### [SOURCE PASSAGE]
↓↓↓

I must admit when I first started working at United Way I had no idea what National Child Day was or why it was celebrated. But as I learned more about it, I have become extremely passionate about raising awareness about National Child Day because I believe it carries such important implications for our world and our community. After-all we were all children at one time, and I personally remember how good it felt to be respected, valued, nurtured and loved. I believe that every child has the right to feel the same way.
National Child Day is celebrated annually on November 20th (this Saturday) and is specially designated day to mark two historic events:
- the 1959 signing by Canada of the United Nations Declaration of the Rights of the Child;
- and the adoption of the UN Convention on the Rights of the Child in 1989.
What I find most impressive is that the UN Convention on the Rights of the Child, is the most comprehensive treaty in support of children in existence. It is signed and ratified by more nations than any other human rights document in history, attesting to its global significance and the underlying universal values it upholds.

↑↑↑

According to the National Child Day passage, on what date is National Child Day celebrated each year? Rely only on the National Child Day passage.

### [DATA SEGMENT]
↓↓↓

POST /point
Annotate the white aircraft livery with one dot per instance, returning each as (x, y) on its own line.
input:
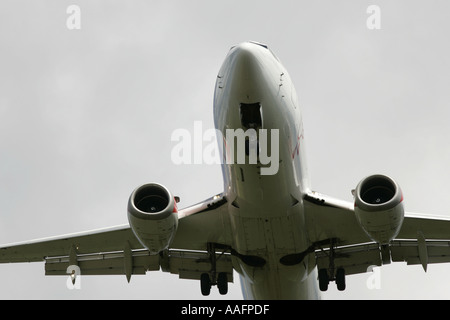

↑↑↑

### [REPLY]
November 20th